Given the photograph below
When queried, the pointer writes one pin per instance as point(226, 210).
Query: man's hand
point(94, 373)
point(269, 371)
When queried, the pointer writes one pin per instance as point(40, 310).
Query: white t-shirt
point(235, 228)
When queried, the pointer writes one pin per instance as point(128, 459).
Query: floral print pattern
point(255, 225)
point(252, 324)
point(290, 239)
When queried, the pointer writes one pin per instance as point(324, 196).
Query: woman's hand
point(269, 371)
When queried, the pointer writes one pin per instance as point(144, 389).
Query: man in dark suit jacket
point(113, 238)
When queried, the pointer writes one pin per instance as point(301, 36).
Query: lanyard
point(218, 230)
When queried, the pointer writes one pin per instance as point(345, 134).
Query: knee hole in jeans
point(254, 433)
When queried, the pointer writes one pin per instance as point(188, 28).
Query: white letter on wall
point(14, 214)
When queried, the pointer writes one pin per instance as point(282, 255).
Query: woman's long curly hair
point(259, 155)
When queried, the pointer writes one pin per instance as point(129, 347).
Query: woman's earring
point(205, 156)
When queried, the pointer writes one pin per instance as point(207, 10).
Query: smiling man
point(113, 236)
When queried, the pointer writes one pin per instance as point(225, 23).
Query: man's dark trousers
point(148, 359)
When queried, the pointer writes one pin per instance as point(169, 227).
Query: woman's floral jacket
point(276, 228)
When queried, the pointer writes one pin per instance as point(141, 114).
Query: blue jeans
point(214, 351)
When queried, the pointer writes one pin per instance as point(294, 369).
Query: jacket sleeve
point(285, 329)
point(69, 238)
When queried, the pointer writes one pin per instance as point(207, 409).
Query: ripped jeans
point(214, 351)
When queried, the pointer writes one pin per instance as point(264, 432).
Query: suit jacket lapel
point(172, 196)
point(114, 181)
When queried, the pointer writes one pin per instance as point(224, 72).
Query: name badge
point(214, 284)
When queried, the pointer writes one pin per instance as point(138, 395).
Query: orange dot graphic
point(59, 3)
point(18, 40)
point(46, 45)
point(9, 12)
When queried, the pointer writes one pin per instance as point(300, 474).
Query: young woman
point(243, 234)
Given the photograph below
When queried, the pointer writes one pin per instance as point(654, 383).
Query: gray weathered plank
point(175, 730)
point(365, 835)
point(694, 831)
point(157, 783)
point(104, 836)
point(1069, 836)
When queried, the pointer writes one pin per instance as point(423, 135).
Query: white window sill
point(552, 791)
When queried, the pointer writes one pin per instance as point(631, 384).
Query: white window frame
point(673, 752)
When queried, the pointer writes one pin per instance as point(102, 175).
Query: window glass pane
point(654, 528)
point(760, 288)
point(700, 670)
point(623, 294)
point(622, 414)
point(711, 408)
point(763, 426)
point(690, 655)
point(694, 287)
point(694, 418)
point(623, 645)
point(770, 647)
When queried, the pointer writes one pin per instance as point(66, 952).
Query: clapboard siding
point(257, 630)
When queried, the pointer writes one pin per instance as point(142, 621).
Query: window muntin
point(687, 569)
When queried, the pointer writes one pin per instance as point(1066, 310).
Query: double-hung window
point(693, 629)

◆ ◆ ◆ ◆

**THE REQUEST:**
Put the lines of the data above into a Markdown table with two columns, Row (a running number) and Line (the line itself). Start at the line with "as point(631, 384).", end with the last line of the data, include both of those lines, and leave out any blank lines.

**ANSWER TO THE EXERCISE:**
| Row | Line |
|---|---|
| 1 | When queried, the pointer writes one pin per instance as point(631, 384). |
| 2 | Query: white window frame |
| 3 | point(673, 752) |
| 4 | When queried, the pointer writes one pin per instance as point(102, 175). |
| 5 | Query: window glass pane |
| 6 | point(654, 528) |
| 7 | point(760, 288) |
| 8 | point(700, 670) |
| 9 | point(623, 294) |
| 10 | point(622, 414) |
| 11 | point(711, 408) |
| 12 | point(763, 426) |
| 13 | point(690, 655) |
| 14 | point(694, 287) |
| 15 | point(694, 418) |
| 16 | point(623, 645) |
| 17 | point(770, 647) |
| 18 | When queried, the pointer writes one pin per instance as point(66, 952). |
| 19 | Query: clapboard siding |
| 20 | point(257, 630) |
| 21 | When queried, the pointer writes one pin per instance as point(142, 621). |
| 22 | Query: window muntin |
| 23 | point(687, 569) |
| 24 | When queried, the pointer writes one pin per instance as point(1066, 310). |
| 25 | Query: double-hung window |
| 26 | point(693, 629) |